>> START SUPPLIED RECORDS

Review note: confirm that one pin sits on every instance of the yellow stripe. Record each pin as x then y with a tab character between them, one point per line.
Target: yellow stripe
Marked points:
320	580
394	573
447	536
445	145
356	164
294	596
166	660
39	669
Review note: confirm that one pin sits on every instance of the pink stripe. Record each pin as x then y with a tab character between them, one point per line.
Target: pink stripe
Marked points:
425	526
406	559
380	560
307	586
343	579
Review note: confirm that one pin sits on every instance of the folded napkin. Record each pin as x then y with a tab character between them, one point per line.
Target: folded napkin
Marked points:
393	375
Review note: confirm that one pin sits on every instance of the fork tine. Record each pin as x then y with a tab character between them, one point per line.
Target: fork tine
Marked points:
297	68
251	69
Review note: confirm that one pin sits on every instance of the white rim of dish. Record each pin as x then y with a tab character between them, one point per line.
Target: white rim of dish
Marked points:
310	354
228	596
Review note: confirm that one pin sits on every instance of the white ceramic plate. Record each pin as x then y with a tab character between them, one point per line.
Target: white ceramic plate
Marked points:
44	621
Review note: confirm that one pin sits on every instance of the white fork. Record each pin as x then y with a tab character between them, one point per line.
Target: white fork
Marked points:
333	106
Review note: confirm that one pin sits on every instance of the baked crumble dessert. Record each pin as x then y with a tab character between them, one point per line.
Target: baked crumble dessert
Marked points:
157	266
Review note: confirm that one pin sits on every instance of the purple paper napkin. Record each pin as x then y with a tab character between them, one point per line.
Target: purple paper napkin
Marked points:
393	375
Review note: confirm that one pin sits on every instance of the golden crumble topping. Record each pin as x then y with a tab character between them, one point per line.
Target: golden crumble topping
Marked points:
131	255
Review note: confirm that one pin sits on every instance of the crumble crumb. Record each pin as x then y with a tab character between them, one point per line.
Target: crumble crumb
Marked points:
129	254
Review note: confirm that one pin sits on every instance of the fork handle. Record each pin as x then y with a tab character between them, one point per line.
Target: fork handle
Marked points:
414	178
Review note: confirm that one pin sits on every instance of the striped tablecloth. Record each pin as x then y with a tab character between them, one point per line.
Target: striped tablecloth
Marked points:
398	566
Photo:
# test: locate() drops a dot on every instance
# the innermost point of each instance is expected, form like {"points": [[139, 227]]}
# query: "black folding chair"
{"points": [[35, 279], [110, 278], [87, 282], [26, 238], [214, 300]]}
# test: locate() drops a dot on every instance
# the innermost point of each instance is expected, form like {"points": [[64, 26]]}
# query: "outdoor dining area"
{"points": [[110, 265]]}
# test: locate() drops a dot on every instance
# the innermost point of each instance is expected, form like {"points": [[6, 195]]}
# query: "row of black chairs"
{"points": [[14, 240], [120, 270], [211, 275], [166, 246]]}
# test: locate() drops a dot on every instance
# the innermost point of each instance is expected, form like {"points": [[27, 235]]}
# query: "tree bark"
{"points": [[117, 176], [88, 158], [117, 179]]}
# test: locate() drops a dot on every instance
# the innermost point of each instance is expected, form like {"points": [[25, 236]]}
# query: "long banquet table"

>> END SUPPLIED RECORDS
>> START SUPPLIED RECORDS

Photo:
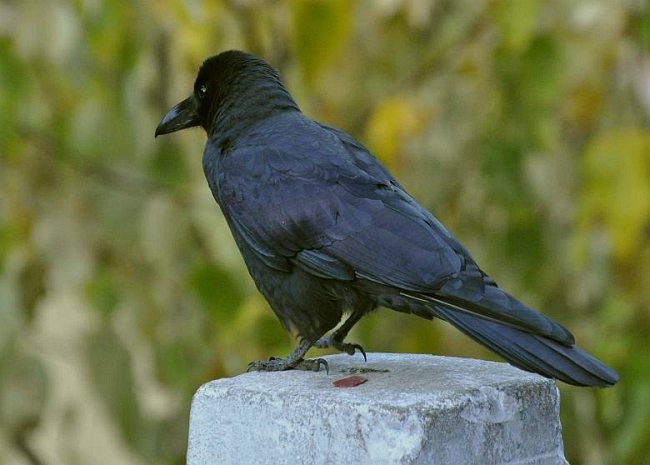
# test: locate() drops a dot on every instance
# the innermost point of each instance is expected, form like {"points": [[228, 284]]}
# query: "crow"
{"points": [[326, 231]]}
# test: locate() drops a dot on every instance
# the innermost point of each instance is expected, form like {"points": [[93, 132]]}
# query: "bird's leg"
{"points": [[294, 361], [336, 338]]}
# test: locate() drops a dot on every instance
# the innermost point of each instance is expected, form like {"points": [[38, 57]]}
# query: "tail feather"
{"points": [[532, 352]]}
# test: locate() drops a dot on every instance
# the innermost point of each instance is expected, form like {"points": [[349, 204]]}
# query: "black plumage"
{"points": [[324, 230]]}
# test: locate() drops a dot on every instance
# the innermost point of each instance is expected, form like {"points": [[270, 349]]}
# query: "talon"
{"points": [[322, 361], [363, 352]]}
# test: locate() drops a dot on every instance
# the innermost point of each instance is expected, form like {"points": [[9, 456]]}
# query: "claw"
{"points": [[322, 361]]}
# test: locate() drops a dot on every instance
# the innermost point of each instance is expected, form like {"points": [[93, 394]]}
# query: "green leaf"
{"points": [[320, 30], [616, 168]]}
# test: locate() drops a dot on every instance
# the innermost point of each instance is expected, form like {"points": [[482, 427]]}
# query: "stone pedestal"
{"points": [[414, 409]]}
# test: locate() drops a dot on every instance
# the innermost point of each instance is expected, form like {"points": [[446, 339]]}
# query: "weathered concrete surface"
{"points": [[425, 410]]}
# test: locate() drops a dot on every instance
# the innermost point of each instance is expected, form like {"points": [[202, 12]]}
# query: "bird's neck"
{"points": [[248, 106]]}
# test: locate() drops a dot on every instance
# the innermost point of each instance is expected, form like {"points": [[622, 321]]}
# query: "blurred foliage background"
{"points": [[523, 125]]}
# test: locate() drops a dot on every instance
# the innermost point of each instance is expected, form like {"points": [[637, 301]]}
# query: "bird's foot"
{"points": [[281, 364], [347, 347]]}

>> END SUPPLIED RECORDS
>> START SUPPLIED RECORDS

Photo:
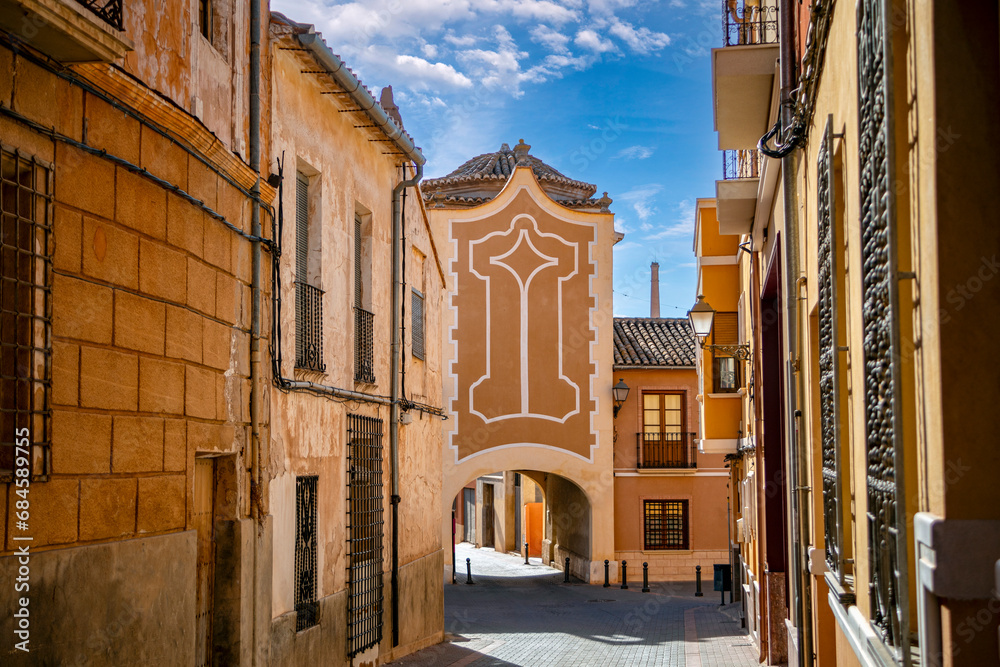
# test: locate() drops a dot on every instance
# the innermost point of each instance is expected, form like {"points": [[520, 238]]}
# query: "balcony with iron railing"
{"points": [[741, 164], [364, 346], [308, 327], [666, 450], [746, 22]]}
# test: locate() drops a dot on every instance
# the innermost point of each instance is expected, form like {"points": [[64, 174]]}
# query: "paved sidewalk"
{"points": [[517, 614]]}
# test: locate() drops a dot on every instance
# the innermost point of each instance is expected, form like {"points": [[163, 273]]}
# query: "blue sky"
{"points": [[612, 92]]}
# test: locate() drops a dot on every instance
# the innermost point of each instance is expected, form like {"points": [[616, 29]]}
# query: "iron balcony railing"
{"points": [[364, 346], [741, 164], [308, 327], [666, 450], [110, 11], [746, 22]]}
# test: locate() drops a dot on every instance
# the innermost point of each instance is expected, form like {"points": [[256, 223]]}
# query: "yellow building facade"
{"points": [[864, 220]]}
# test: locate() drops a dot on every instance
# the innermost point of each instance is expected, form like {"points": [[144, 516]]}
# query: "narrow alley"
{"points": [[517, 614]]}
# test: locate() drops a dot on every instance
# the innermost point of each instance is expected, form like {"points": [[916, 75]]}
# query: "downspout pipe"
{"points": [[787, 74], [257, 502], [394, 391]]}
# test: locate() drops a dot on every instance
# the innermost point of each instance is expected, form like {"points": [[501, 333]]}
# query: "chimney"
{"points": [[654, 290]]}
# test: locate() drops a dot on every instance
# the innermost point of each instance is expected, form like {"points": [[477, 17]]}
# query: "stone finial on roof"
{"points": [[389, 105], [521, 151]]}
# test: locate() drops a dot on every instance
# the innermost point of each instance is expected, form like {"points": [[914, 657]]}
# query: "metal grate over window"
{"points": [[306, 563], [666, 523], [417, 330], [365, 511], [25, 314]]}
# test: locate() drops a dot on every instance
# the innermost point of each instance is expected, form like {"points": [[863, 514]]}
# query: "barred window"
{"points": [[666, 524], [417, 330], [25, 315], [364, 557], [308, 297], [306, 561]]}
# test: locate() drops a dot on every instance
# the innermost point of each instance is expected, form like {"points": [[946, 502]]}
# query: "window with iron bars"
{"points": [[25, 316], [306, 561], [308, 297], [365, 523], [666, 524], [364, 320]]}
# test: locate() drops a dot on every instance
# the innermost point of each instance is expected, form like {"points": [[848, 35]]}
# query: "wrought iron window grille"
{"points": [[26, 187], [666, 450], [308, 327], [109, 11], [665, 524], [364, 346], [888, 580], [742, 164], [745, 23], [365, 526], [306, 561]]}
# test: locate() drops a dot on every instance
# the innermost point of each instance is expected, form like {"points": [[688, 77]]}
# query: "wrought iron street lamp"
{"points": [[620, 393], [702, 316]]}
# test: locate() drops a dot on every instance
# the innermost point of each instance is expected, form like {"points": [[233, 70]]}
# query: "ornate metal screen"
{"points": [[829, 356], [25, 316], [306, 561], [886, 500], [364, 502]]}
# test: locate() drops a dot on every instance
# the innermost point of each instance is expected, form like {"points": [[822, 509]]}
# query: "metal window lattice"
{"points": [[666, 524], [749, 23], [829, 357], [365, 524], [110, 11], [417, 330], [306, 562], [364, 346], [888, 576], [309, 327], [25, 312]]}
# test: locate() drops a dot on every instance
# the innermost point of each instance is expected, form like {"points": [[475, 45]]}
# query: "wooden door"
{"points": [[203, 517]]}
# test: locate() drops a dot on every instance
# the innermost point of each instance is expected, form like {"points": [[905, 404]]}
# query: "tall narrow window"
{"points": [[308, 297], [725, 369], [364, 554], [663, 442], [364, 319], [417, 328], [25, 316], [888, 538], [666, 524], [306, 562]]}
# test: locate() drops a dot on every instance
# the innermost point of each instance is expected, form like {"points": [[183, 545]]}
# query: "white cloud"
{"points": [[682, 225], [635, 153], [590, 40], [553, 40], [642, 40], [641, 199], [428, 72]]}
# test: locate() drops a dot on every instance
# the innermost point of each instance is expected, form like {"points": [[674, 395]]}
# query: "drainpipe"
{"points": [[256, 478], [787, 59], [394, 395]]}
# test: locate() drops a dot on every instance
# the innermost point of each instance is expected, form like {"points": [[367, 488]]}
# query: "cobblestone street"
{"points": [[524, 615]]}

>> END SUPPLIED RECORDS

WHAT THE TASK ASKS
Count the lines in the listing above that contain the string "pink", treating uppercase and lowercase as different. Reply with the number alone.

RESULT FOR THIS TASK
2